**Extract**
────
Now it looks like this will happen. Yesterday, the Boston Globe reported:
Ggenzyme Corp., the largest biotechnology company in Massachusetts and one of the industry’s historic pioneers, has struck a definitive agreement to be bought by French pharmaceutical giant Sanofi-Aventis SA, in a deal valued at about $20.1 billion.
As a result of this deal,
Genzyme’s high-profile president and chief executive, Henri A. Termeer, who has run the company for 28 years, will resign following the close of the transaction. But he will advise Sanofi on integrating the two companies. Termeer built the company into a global operation with 10,000 employees worldwide and a business model that has been the envy of the biotechnology industry. He turns 65 on Feb. 28.
Termeer, though fiercely proud of Genzyme’s independence, stands to make more than $23 million when the sale is completed, according to a 'change of control' clause in his employment contract. In addition, as a major Genzyme shareholder, he would be in a position to cash out shares that last year were worth more than $275 million.
That and several other articles s noted that it was Genzyme's manufacturing problems that lead to the buy-out:
the string of events that made Genzyme vulnerable to a takeover began in the summer of 2009 when workers discovered viral contamination at Genzyme’s Allston Landing plant overlooking the Charles River.
Genzyme was forced to temporarily shut down and clean up the plant and ration shipments of its best-selling Cerezyme and Fabrazyme drugs, both of which treat enzyme deficiencies. The events created an opening for competitors such as Shire and Israel’s Protalix Biotherapeutics and sent Genzyme’s stock tumbling on the Nasdaq.
The dip in Genzyme’s share price drew activist investors, including Carl C. Icahn of New York and Ralph Whitworth of San Diego, who accumulated shares they hoped to sell at a rich premium. They pressured management to take steps to boost shareholder value, including a stock buyout and the elimination of 1,000 jobs worldwide.
Ultimately, the company gave Whitworth a seat on its board, and, after Icahn threatened to unseat Genzyme directors in a proxy battle, it granted two seats to his associates.
In many ways, industry watchers said, an acquisition became inevitable once Genzyme stumbled at its Allston plant.
────
**Recorded data**
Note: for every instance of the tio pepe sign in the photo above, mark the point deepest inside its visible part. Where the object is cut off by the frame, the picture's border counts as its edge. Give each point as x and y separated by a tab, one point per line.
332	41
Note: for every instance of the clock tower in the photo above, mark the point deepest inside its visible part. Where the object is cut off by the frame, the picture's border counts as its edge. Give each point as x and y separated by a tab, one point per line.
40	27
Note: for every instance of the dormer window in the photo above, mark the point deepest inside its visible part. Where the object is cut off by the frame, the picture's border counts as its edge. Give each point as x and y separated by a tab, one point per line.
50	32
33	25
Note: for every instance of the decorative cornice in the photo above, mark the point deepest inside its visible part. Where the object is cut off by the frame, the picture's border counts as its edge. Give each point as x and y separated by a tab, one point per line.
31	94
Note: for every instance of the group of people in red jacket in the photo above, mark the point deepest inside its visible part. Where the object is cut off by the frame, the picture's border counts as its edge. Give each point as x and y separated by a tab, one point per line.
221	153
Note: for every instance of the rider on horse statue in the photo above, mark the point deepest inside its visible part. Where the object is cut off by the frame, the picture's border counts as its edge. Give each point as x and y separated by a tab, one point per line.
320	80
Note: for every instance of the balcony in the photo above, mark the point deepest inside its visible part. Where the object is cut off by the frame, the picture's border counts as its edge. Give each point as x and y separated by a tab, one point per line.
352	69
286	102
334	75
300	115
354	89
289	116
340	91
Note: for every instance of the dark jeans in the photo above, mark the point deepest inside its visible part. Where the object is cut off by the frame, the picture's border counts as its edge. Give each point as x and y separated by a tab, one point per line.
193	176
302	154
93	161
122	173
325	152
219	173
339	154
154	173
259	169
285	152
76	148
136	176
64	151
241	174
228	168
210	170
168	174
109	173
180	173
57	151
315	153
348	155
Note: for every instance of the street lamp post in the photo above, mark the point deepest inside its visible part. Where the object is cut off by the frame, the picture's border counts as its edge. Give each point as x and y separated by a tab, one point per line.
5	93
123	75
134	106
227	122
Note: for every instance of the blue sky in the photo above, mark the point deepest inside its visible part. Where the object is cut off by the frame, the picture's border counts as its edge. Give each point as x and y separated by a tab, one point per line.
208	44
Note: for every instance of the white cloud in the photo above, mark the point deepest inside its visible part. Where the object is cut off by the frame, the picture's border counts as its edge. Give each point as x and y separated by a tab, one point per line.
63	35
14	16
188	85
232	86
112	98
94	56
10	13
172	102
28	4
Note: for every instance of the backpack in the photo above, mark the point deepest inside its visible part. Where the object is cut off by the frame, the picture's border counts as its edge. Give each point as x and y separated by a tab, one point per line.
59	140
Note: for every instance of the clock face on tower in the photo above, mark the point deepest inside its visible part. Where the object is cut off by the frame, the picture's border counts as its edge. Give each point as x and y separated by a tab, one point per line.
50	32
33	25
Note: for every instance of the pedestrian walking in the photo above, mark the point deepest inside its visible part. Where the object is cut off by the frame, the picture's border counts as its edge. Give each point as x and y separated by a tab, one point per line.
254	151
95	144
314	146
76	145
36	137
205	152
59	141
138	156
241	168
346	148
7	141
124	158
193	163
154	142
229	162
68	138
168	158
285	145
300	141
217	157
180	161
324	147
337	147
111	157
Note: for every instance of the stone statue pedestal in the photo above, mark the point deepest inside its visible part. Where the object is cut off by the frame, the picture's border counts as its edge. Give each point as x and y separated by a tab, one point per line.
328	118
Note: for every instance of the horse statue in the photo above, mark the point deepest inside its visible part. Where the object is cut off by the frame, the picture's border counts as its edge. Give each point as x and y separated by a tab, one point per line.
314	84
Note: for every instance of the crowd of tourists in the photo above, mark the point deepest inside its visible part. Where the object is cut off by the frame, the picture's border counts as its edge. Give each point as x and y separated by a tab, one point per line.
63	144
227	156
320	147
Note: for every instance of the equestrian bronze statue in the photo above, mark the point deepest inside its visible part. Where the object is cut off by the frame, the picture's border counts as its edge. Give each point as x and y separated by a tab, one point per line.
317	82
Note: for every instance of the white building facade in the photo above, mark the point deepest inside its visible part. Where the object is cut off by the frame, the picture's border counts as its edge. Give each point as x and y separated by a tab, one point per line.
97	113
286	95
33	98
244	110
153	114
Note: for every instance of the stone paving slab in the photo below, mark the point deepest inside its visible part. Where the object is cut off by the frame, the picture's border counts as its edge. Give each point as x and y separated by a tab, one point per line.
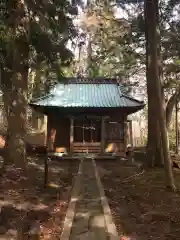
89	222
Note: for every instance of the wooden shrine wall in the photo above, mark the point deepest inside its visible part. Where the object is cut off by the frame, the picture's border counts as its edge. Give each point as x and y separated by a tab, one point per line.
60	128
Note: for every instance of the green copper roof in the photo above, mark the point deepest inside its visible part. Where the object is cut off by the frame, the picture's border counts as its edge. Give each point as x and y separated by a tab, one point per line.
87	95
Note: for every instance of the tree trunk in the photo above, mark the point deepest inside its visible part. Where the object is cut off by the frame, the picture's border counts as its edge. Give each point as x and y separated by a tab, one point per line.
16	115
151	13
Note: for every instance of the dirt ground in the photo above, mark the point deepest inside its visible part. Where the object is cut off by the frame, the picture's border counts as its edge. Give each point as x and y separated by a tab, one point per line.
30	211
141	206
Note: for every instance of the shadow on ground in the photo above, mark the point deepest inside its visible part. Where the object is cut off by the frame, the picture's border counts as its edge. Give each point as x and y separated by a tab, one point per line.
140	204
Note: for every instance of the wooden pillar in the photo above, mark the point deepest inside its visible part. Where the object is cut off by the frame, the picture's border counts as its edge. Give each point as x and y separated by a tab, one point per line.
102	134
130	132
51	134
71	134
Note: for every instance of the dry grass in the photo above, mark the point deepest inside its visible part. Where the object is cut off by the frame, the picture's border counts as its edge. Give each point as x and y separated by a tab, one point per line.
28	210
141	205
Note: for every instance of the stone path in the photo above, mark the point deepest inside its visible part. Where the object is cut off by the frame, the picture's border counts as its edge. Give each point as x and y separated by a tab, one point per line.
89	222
────
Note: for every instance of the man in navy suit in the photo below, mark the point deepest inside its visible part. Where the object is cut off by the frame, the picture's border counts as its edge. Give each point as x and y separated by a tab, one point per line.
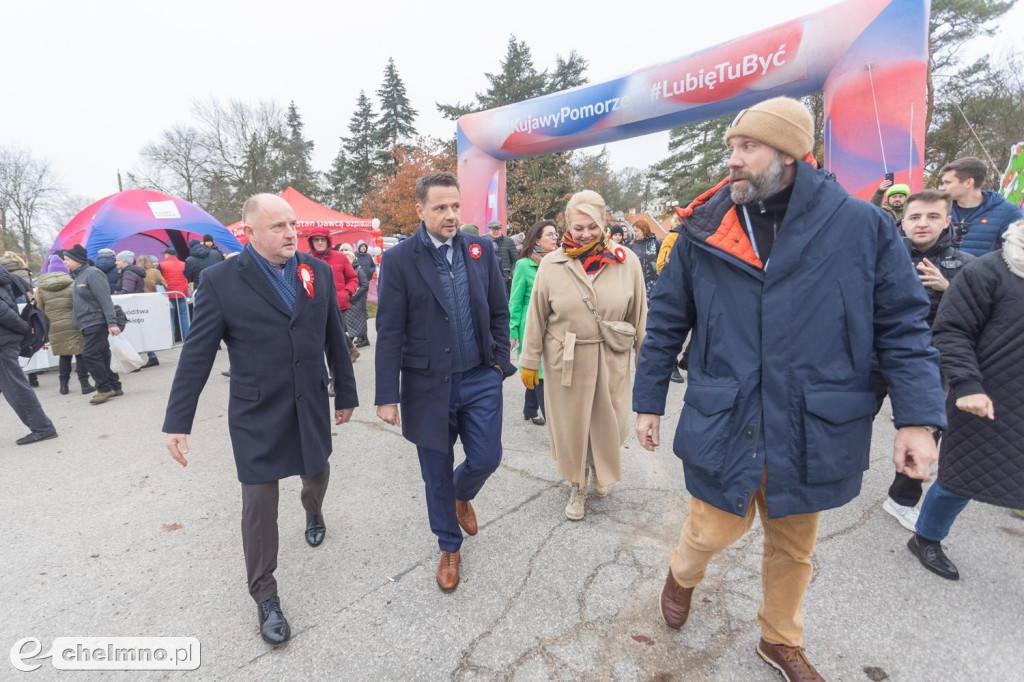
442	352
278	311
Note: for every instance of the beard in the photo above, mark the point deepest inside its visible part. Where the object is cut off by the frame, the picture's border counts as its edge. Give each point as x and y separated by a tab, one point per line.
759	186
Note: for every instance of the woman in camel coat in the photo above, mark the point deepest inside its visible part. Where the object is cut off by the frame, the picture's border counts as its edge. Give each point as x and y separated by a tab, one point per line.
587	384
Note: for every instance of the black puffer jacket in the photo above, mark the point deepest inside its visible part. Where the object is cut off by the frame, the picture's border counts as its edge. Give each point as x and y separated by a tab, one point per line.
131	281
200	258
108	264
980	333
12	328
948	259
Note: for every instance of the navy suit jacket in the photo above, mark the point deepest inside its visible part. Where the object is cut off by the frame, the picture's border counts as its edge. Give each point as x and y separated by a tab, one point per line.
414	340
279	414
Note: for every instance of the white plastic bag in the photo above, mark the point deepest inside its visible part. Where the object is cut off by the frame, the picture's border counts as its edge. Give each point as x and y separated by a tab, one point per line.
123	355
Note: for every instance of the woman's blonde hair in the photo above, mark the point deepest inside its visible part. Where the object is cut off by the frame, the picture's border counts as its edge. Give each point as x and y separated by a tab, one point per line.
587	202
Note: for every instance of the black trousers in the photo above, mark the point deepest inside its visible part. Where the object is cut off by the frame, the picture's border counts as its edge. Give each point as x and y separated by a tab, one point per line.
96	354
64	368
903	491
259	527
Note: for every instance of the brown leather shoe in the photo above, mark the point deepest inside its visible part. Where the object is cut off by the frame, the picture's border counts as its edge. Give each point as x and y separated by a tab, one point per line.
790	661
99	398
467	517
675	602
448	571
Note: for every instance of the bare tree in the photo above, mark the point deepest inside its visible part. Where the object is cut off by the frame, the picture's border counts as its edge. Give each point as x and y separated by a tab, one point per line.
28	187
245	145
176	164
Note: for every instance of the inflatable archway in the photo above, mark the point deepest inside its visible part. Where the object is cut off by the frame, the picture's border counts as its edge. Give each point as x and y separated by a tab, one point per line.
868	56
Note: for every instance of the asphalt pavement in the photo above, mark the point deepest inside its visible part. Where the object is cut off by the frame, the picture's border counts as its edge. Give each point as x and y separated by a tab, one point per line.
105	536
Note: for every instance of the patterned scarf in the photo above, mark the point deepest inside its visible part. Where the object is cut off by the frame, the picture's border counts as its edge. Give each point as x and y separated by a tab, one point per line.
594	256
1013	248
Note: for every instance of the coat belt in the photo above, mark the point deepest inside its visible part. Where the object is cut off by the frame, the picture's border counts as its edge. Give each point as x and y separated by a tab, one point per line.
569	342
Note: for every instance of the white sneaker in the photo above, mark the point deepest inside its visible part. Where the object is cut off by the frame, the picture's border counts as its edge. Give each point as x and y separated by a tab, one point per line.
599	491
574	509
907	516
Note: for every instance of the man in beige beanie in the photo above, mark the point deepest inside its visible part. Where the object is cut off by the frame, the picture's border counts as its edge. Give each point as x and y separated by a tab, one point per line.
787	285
────
**Exercise goal**
According to the piece on Genzyme's sale, where did workers find viral contamination in the summer of 2009?

**Answer for the task**
At Genzyme's Allston Landing plant overlooking the Charles River.